>> Start Page
TODO 1/1: Design the data type TaggedFlashCard to represent a
single flash card.

You should be able to represent the text prompt on
the front of the card, the text answer on the back,
as well as any number of textual tags (such as "hard"
or "science" -- this shouldn't come from any fixed
set of options, but truly open to however someone
wishes to categorize their cards).

Each card should have two member functions:
- isTagged, which determines if the card has a
supplied tag (e.g., has this card been tagged
as "hard"?)
- fileFormat, which produces a textual representation
of the card as "front|back|tag1,tag2,..."; that is
all three parts of the card separated with the pipe
('|') character, and further separate any tags with
a comma

Include *at least* 3 example cards (which will come
in handy later for tests!), and make sure to test
the required member functions.

(just useful values for
the separation characters)
val sepCard = "|"
val sepTag = ","

-----------------------------------------------------------------
Files of tagged flash cards
-----------------------------------------------------------------

Now that we have our updated cards, let's update how we read
them from files.

TODO 1/2: Design the function stringToTaggedFlashCard that
takes a string, assumed to be in the format described
for the fileFormat member function above, and produces
the corresponding tagged flash card.

Hint: review part 1 of the project, TODO 2/3

TODO 2/2: Design the function readTaggedFlashCardsFile that
takes a path to a file and produces a list of
tagged flash cards.

If the file does not exist, return an empty list.
Otherwise, you can assume that every line is
formatted in the string format we just worked with.

Hint:
- Review part 1 of the project, TODO 3/3
- We've provided an "example_tagged.txt" file that you
can use for testing if you'd like; also make sure to
test your function when the supplied file does not
exist!
>> End Page
| Task details |
Write the next part of the tagged flash card assignment, picking up after its last line. The material that comes next stands apart from the flash card assignment.
>> Start Given data
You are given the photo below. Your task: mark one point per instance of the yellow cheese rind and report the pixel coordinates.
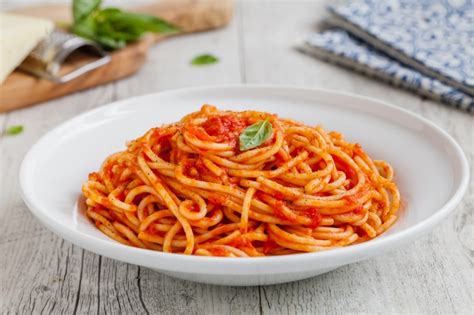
(19, 35)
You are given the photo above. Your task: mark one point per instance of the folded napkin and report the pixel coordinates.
(425, 46)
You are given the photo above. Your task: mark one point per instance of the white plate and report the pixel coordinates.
(431, 172)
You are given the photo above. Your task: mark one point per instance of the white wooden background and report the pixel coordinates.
(41, 273)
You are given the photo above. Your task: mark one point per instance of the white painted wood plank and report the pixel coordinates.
(433, 275)
(42, 272)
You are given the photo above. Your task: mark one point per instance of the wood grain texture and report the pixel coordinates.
(40, 273)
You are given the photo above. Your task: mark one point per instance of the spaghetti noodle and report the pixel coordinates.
(188, 188)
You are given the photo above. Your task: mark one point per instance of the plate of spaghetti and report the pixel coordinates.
(243, 185)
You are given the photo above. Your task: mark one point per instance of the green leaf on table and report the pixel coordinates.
(256, 134)
(14, 130)
(204, 59)
(83, 8)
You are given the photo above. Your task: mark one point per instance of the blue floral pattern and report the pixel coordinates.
(340, 47)
(437, 35)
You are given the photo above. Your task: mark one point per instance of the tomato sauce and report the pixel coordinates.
(279, 212)
(315, 217)
(342, 166)
(241, 241)
(218, 251)
(269, 245)
(216, 199)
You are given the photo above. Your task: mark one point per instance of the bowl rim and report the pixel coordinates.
(355, 252)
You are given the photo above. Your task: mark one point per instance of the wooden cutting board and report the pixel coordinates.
(21, 89)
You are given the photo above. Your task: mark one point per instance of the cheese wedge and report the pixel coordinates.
(19, 35)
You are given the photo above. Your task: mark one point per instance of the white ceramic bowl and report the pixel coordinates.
(431, 172)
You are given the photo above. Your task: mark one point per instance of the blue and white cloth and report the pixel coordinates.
(425, 46)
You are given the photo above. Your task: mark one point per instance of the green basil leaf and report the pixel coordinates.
(256, 134)
(83, 8)
(14, 130)
(205, 59)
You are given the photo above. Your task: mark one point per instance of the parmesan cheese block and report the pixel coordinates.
(19, 35)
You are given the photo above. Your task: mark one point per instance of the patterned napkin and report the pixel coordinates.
(426, 46)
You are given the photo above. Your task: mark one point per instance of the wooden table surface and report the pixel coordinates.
(42, 273)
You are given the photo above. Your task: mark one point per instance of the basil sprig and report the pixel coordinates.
(256, 134)
(14, 130)
(205, 59)
(113, 28)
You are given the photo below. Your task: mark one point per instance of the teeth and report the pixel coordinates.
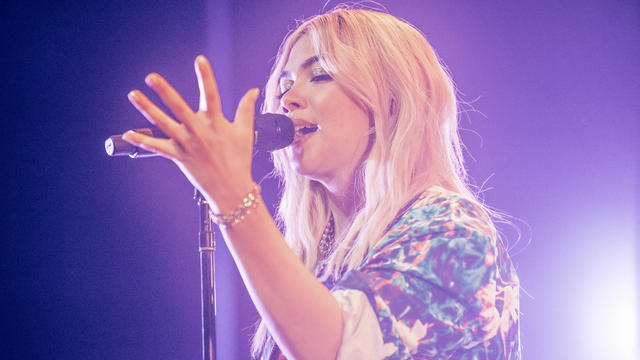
(300, 127)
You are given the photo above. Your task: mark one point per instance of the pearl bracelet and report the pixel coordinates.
(248, 202)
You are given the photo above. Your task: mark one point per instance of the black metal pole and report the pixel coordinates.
(206, 247)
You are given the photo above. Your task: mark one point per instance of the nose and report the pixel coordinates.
(292, 100)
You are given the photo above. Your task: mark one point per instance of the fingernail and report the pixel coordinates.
(151, 79)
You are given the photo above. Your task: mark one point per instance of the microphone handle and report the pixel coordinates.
(115, 146)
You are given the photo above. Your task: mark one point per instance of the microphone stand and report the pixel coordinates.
(206, 247)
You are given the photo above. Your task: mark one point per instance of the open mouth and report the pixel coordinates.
(303, 130)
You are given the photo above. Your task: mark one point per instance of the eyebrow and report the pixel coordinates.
(305, 64)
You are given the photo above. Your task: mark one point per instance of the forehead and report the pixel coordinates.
(302, 54)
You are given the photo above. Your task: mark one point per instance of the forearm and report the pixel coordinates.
(300, 312)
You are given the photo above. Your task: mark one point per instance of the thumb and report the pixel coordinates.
(245, 112)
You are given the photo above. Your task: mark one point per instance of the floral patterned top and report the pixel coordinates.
(440, 284)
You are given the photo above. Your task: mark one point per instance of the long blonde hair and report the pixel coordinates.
(389, 69)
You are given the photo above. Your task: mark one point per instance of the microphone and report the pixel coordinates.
(271, 132)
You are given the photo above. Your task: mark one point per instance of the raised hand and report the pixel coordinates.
(212, 152)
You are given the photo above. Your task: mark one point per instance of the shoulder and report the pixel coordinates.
(438, 212)
(442, 238)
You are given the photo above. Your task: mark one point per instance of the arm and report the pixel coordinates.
(215, 155)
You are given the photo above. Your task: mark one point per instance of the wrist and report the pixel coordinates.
(229, 215)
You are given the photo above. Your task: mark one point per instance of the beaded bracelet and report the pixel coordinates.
(248, 202)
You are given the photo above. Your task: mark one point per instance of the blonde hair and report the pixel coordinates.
(389, 69)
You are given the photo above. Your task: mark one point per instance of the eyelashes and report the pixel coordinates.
(287, 84)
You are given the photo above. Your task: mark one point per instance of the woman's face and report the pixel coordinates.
(311, 98)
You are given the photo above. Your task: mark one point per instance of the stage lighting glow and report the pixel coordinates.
(607, 315)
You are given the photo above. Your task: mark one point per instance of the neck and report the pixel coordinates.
(343, 203)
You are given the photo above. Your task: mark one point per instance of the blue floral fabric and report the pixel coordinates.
(441, 284)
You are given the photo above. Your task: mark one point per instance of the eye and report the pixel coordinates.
(318, 74)
(285, 85)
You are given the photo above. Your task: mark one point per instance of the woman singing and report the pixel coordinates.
(386, 253)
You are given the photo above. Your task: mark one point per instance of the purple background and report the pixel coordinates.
(100, 255)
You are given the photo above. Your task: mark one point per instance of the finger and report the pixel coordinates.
(209, 95)
(246, 110)
(172, 99)
(163, 147)
(156, 116)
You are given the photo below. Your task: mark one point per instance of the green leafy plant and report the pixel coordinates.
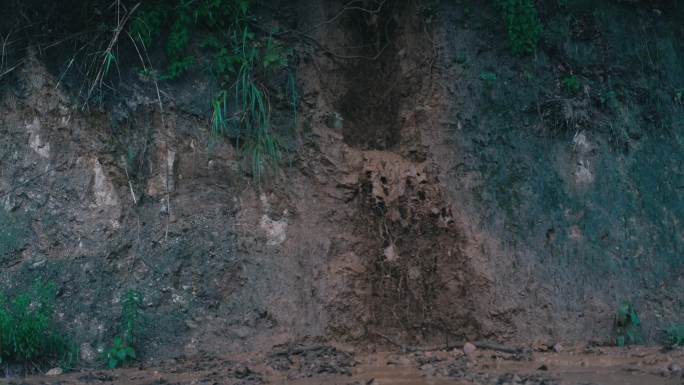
(119, 354)
(488, 77)
(243, 61)
(679, 96)
(674, 336)
(522, 24)
(571, 84)
(124, 347)
(28, 333)
(627, 325)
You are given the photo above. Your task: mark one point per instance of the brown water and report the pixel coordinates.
(605, 366)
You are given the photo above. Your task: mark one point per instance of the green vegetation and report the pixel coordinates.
(571, 84)
(522, 24)
(124, 347)
(627, 325)
(243, 61)
(488, 77)
(28, 333)
(674, 336)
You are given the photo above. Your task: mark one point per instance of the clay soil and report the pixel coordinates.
(324, 364)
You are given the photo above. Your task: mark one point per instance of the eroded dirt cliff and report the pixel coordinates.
(425, 201)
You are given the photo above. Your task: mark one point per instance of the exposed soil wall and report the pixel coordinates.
(424, 202)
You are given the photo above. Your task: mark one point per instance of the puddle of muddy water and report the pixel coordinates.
(326, 365)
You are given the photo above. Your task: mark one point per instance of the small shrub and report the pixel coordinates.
(119, 354)
(28, 333)
(522, 24)
(627, 325)
(125, 346)
(674, 336)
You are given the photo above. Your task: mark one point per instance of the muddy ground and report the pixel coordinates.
(423, 200)
(324, 364)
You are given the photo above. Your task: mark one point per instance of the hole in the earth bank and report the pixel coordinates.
(370, 106)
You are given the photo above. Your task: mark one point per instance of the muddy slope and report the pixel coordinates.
(425, 202)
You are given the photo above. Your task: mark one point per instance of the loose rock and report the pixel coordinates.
(54, 372)
(469, 348)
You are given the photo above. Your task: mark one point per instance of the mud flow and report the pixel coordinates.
(328, 365)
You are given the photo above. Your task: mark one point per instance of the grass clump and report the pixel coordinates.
(522, 24)
(28, 332)
(125, 347)
(244, 59)
(627, 325)
(674, 336)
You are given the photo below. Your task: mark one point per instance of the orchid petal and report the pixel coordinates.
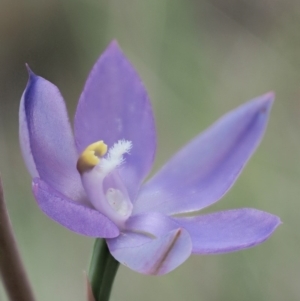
(155, 256)
(114, 105)
(229, 231)
(204, 170)
(46, 138)
(72, 215)
(153, 223)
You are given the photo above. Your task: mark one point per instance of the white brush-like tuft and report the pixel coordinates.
(114, 156)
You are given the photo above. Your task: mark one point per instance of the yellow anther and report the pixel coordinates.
(89, 158)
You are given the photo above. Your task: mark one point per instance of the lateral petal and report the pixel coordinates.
(46, 137)
(206, 168)
(72, 215)
(229, 231)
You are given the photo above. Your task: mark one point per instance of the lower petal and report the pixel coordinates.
(72, 215)
(229, 231)
(154, 256)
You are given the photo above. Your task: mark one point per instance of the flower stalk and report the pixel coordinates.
(103, 268)
(12, 271)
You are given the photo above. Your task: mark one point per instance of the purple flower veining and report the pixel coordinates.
(92, 183)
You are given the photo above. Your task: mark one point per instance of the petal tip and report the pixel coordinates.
(114, 46)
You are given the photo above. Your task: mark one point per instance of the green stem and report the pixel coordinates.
(103, 268)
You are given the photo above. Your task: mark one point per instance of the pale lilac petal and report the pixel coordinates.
(72, 215)
(229, 231)
(114, 105)
(154, 223)
(46, 138)
(204, 170)
(155, 256)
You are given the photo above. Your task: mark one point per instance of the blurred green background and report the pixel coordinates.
(198, 59)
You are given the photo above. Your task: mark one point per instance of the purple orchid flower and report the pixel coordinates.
(92, 184)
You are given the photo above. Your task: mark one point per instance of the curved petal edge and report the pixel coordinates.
(152, 256)
(206, 168)
(229, 231)
(72, 215)
(114, 105)
(46, 138)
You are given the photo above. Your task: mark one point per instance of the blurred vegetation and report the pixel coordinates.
(198, 59)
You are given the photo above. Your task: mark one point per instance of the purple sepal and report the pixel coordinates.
(114, 105)
(204, 170)
(46, 138)
(72, 215)
(229, 231)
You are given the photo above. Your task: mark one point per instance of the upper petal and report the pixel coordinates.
(46, 138)
(114, 105)
(202, 172)
(72, 215)
(155, 256)
(229, 231)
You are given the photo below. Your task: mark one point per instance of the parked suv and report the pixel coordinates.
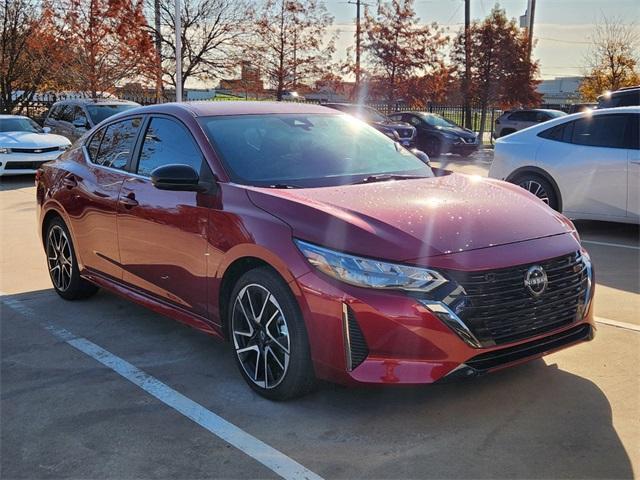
(436, 135)
(514, 120)
(73, 118)
(312, 244)
(399, 131)
(625, 97)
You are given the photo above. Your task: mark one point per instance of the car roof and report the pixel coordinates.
(235, 107)
(97, 101)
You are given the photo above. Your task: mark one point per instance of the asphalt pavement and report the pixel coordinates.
(103, 388)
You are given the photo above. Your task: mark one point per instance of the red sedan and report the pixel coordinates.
(316, 245)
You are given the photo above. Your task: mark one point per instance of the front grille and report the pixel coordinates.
(24, 165)
(496, 358)
(499, 308)
(356, 346)
(34, 150)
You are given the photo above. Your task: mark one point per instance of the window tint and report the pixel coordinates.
(600, 131)
(94, 144)
(633, 132)
(117, 144)
(523, 116)
(166, 142)
(66, 113)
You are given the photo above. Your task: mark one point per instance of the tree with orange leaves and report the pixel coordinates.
(108, 42)
(399, 47)
(501, 71)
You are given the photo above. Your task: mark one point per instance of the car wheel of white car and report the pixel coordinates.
(540, 187)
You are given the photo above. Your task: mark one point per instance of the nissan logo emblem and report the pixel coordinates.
(535, 280)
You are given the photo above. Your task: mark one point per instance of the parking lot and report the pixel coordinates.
(68, 408)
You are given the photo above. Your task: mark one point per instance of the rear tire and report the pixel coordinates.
(63, 265)
(540, 187)
(269, 337)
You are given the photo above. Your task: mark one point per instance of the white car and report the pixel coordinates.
(24, 146)
(585, 165)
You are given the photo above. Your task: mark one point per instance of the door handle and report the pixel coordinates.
(129, 201)
(70, 181)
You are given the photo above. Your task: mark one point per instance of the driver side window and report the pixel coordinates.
(167, 142)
>> End Given data
| Reply |
-----------------------------------------------------------------
Deck design
-----------------------------------------------------------------

If you think about it, once a deck has been selected, our study
application doesn't need much information about cards to work...
in fact, it doesn't even need the concept of a card. Consider
the following:

The deck is either exhausted,
showing the question, or
showing the answer
enum class DeckState {
EXHAUSTED,
QUESTION,
ANSWER,
}

Basic functionality of any deck
interface IDeck {
The state of the deck
fun getState(): DeckState

The currently visible text
(or null if exhausted)
fun getText(): String?

The number of question/answer pairs
(does not change when question are
cycled to the end of the deck)
fun getSize(): Int

Shifts from question -> answer
(if not QUESTION state, returns the same IDeck)
fun flip(): IDeck

Shifts from answer -> next question (or exhaustion);
if the current question was correct it is discarded,
otherwise cycled to the end of the deck
(if not ANSWER state, returns the same IDeck)
fun next(correct: Boolean): IDeck
}

This contract of operations will allow our study application to
work with a variety of sources, including lists and even code
that never explicitly stores cards!

(For a similar problem, see Homework 6, Problem 3, TODO 2,
where you implemented stateful classes to integrate with an
object-oriented reactConsole.)

TODO 1/2: Design TFCListDeck to implement the IDeck interface
for a supplied list of tagged flash cards. For this
problem your class must have *no* mutable state and
all member data should be private.

When testing, make sure to test the behavior of all
the member functions of the interface in a variety
of situations.

Hint: using default arguments can make your class
easier to create initially, see...

kotlinlang.org/docs/functions.html#default-arguments

TODO 2/2: Now design PerfectSquaresDeck to implement the IDeck
interface. You are *not* allowed to generate any
flash cards, nor have mutable state; the goal is to
act as though it had a list produced by the
perfectSquares function in part 1 of the project,
but without ever having to generate all those cards!
Again, as is generally good practice, keep all your
member data private!

Hint: you will still need to keep track of the
*sequence* of upcoming numbers (particularly
as some may get cycled back due to incorrect
responses).

-----------------------------------------------------------------
Menu design
-----------------------------------------------------------------

The chooseOption function in part 1 of the project was good, but
let's see what we can do to improve upon it in two core ways...

a) Part 1 allowed you to select from amongst decks, which means
you'd have to copy-paste if you wanted to have a menu of
other data (such as files, or months of the year); let's
make the function agnostic as to the type of the list items
being selected.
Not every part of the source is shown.